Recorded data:
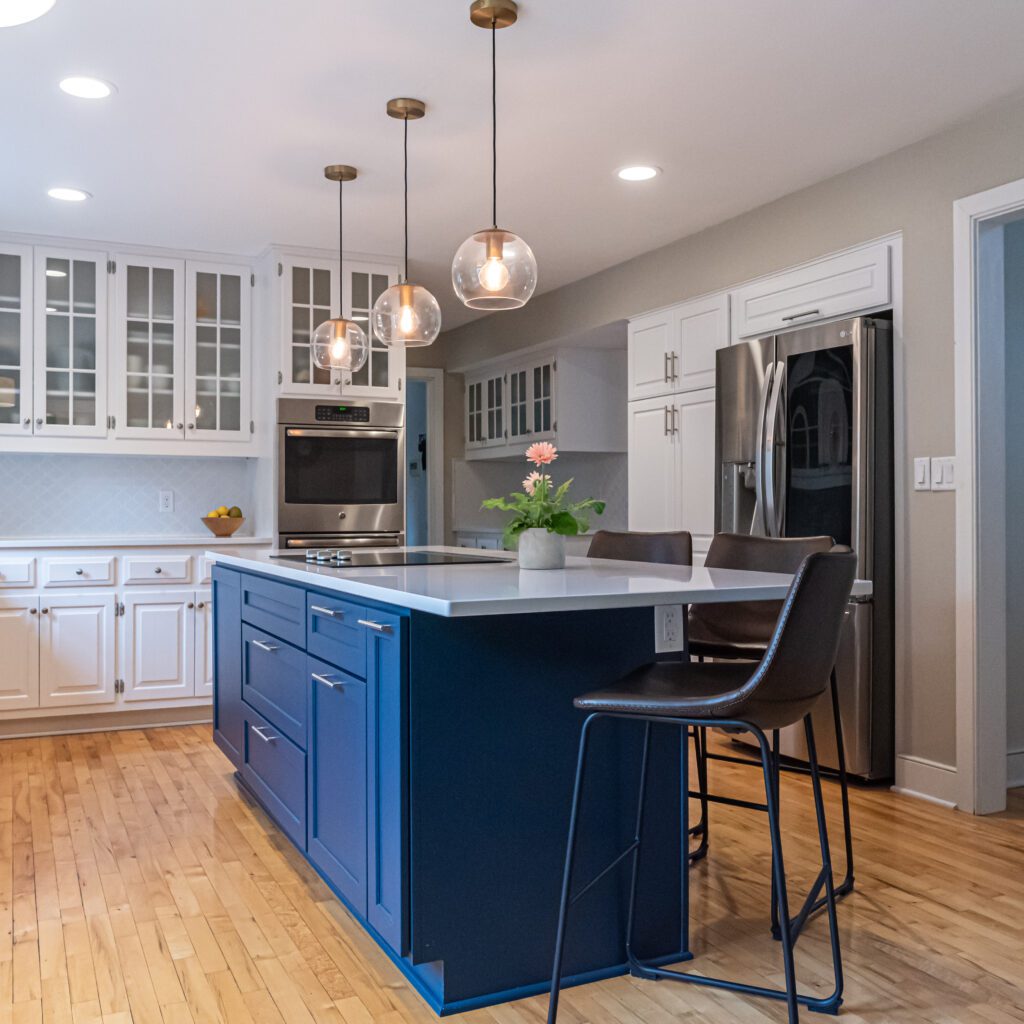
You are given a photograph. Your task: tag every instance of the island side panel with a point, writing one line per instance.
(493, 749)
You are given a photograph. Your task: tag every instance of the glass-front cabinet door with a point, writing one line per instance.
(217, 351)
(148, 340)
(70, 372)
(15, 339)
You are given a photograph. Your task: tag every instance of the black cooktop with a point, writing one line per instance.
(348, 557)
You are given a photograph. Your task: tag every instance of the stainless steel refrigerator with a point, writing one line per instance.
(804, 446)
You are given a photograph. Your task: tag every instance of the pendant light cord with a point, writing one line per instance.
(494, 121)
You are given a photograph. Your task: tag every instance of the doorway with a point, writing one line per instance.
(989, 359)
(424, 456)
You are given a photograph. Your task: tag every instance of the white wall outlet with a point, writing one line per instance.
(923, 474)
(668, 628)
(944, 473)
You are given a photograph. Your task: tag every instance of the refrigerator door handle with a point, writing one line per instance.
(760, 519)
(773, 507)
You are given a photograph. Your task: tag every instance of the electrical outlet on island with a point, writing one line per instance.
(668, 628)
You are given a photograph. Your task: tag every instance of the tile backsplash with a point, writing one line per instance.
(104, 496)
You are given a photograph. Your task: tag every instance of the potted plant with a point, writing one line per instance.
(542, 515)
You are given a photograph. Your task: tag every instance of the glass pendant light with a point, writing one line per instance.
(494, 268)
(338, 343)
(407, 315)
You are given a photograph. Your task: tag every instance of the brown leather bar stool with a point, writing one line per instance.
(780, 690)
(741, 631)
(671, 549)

> [TASK DESCRIPTION]
Every line from the one containing "of the doorway" through the last line of the entries must be written out verbatim, and no other line.

> [EXERCISE ANSWER]
You are given a photograph. Your task: tag every instance of the doorway with a point, writing one line per instance.
(989, 359)
(424, 456)
You are given a photograph. Your task: tag every instance of the white wall outlet with a point, writing one line per instance.
(923, 474)
(668, 628)
(944, 473)
You are given a photograph. Your task: tag every instance of the refrigerator door handle with a point, writing one line per instance.
(760, 519)
(773, 507)
You are given a photograph. Your task: tag every instance of the electrical outlet on island with a point, writing one line per instance.
(668, 628)
You are given a photograph. Your task: tag every instance of the tile backsplash with a point, writing one line per instance.
(104, 496)
You are given a photograph. Your task: tag every instance of the potted plant with a point, writing one line per instance.
(542, 515)
You are given a photograph. Your task: tag every instance of the glass pendant light with a point, writing one line per instance.
(494, 268)
(338, 343)
(407, 315)
You are given a photograph. Your task: tag every instance of the brown leather bar stool with a point, writing one line per instance.
(780, 690)
(741, 631)
(671, 549)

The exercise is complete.